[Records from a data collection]
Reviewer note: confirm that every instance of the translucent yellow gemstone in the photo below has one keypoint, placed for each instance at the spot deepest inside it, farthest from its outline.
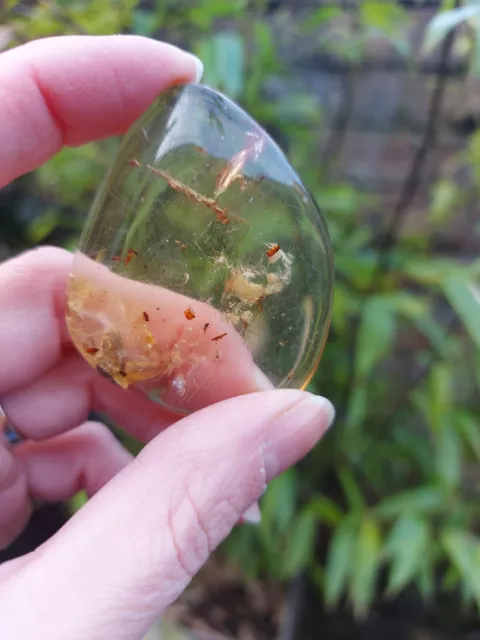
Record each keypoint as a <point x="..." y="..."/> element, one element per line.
<point x="205" y="267"/>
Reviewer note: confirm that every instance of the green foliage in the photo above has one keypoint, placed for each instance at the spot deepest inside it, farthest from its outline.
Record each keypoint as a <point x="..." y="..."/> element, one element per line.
<point x="387" y="489"/>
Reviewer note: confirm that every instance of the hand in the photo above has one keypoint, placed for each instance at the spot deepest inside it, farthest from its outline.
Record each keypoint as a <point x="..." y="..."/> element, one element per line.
<point x="152" y="521"/>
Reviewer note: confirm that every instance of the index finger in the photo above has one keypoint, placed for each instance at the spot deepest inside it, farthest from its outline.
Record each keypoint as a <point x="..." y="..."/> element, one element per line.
<point x="70" y="90"/>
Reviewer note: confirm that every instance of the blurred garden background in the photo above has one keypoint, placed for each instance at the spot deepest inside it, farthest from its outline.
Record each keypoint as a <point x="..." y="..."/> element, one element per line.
<point x="377" y="104"/>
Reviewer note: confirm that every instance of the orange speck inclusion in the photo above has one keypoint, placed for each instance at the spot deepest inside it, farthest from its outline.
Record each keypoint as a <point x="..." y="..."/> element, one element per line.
<point x="111" y="333"/>
<point x="203" y="257"/>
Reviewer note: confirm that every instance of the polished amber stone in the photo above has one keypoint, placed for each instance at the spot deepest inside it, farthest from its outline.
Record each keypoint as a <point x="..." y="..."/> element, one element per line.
<point x="205" y="267"/>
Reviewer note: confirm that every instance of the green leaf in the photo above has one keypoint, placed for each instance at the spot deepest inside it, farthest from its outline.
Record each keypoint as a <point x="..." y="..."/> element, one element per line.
<point x="444" y="22"/>
<point x="422" y="499"/>
<point x="325" y="510"/>
<point x="279" y="502"/>
<point x="376" y="334"/>
<point x="77" y="501"/>
<point x="357" y="409"/>
<point x="448" y="456"/>
<point x="444" y="198"/>
<point x="340" y="558"/>
<point x="365" y="566"/>
<point x="299" y="550"/>
<point x="42" y="226"/>
<point x="469" y="428"/>
<point x="464" y="297"/>
<point x="406" y="547"/>
<point x="224" y="57"/>
<point x="352" y="490"/>
<point x="463" y="549"/>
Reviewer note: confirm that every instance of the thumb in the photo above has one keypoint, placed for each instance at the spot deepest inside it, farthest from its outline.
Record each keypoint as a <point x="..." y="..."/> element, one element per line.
<point x="130" y="552"/>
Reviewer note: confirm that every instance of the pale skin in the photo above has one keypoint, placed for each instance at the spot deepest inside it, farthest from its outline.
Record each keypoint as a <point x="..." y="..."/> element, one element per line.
<point x="151" y="522"/>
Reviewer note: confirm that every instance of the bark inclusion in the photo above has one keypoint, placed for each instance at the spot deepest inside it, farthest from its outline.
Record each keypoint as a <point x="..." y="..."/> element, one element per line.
<point x="203" y="261"/>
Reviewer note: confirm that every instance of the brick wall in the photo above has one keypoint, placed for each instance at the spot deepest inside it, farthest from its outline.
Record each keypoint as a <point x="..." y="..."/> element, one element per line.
<point x="387" y="115"/>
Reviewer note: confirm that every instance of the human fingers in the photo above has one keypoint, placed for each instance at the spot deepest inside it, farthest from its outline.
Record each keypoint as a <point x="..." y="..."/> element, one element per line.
<point x="44" y="392"/>
<point x="69" y="90"/>
<point x="85" y="458"/>
<point x="133" y="548"/>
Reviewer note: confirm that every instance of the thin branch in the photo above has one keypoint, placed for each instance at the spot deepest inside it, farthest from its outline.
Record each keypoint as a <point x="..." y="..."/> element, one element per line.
<point x="407" y="194"/>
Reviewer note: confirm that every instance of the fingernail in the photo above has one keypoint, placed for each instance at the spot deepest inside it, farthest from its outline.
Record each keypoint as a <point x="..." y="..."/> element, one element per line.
<point x="252" y="515"/>
<point x="295" y="431"/>
<point x="198" y="66"/>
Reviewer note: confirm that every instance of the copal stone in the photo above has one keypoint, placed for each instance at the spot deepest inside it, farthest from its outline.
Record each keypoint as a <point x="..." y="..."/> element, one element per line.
<point x="205" y="268"/>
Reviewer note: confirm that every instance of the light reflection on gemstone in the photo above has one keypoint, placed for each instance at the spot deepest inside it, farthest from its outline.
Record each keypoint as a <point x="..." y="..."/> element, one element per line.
<point x="204" y="261"/>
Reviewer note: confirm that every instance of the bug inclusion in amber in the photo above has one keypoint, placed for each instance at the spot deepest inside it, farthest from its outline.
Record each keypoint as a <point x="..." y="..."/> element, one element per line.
<point x="205" y="269"/>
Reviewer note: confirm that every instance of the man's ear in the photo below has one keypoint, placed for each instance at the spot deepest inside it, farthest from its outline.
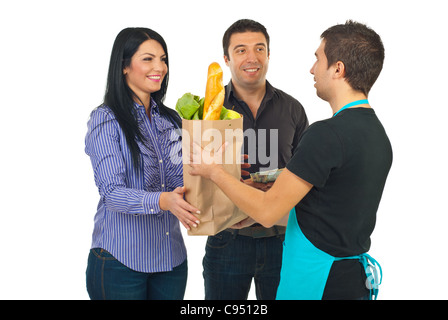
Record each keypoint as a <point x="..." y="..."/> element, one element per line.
<point x="339" y="70"/>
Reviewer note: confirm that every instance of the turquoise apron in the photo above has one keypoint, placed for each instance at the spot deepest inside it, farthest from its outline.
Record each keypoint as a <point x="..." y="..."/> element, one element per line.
<point x="305" y="268"/>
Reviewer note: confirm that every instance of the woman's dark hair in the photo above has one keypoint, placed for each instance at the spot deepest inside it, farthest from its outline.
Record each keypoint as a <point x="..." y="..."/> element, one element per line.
<point x="359" y="48"/>
<point x="120" y="98"/>
<point x="240" y="26"/>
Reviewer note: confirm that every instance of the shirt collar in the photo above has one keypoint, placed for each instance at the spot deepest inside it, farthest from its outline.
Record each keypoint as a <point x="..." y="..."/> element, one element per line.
<point x="268" y="95"/>
<point x="154" y="107"/>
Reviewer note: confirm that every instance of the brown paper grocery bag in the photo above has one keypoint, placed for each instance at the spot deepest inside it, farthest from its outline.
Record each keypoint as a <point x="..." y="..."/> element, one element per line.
<point x="217" y="211"/>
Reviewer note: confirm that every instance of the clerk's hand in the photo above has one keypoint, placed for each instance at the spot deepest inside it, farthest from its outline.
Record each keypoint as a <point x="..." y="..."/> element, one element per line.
<point x="205" y="163"/>
<point x="175" y="203"/>
<point x="259" y="185"/>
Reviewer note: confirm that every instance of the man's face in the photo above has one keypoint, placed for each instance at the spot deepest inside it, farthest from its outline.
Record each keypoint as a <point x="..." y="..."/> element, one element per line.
<point x="321" y="72"/>
<point x="248" y="59"/>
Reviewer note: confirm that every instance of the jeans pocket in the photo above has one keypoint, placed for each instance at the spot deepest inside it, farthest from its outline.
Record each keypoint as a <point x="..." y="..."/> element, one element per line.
<point x="220" y="240"/>
<point x="102" y="254"/>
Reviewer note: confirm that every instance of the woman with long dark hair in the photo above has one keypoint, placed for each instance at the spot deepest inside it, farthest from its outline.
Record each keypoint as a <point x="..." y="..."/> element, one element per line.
<point x="134" y="145"/>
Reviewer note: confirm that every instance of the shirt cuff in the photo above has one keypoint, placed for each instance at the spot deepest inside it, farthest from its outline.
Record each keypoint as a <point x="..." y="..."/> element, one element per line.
<point x="151" y="203"/>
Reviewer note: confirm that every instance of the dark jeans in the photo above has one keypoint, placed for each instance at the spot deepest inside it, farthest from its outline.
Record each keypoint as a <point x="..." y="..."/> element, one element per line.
<point x="231" y="261"/>
<point x="109" y="279"/>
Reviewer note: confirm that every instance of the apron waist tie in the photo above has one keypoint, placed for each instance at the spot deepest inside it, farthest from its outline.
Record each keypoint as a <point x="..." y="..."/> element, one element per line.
<point x="371" y="268"/>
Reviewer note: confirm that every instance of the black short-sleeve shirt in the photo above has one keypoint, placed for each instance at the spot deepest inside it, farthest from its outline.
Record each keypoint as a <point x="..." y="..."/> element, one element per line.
<point x="279" y="114"/>
<point x="347" y="159"/>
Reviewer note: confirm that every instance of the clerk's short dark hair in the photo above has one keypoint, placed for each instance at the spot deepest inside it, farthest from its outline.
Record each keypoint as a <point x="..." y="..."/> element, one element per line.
<point x="240" y="26"/>
<point x="359" y="48"/>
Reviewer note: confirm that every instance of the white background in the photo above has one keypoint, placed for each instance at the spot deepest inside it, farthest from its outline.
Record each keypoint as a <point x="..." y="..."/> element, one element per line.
<point x="54" y="57"/>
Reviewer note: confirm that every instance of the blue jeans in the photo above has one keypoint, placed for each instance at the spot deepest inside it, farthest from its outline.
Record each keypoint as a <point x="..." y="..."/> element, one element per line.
<point x="232" y="261"/>
<point x="109" y="279"/>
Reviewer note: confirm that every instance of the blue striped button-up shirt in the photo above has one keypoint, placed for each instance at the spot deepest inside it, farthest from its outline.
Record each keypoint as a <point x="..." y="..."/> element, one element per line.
<point x="129" y="222"/>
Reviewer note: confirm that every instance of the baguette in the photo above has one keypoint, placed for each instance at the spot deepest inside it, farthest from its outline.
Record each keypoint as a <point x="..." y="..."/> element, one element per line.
<point x="214" y="93"/>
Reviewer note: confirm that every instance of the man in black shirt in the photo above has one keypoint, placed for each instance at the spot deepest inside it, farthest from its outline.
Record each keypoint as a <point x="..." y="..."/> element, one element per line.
<point x="333" y="184"/>
<point x="273" y="122"/>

Description of the task => From the line holding "Reviewer note: confirm that every instance of the blue jeans" through the last line above, reproduce each line exactly and add nothing.

Reply =>
Reviewer note: confirm that every instance of the blue jeans in the photo above has one keypoint, placed for each instance at the spot deepest inside it, farthest from its outline.
Record each keypoint as a <point x="..." y="..."/> element, one element per line.
<point x="232" y="261"/>
<point x="109" y="279"/>
Reviewer note: confirm that every instance of the blue striped button-up shirt in the photo above has one keypoint, placed for each instance at the spot deepest inside it, farthest from its outline.
Record each keypoint as a <point x="..." y="..."/> element, one element per line.
<point x="129" y="222"/>
Reviewer note: confirm that every instance of the baguette in the photo above has one keypoint, placed for each instance at the spot deepest inside it, farthest from its outline.
Record each keypoint as a <point x="..." y="..."/> element, one element per line.
<point x="214" y="93"/>
Reviewer note: confirm that every instance of the man in black shirt in the photo above has one keypoint, placed for each instance at the spot deepest inside it, farthest from its outline.
Record each keypoint as a <point x="..." y="..."/> element, one element per line.
<point x="333" y="184"/>
<point x="273" y="122"/>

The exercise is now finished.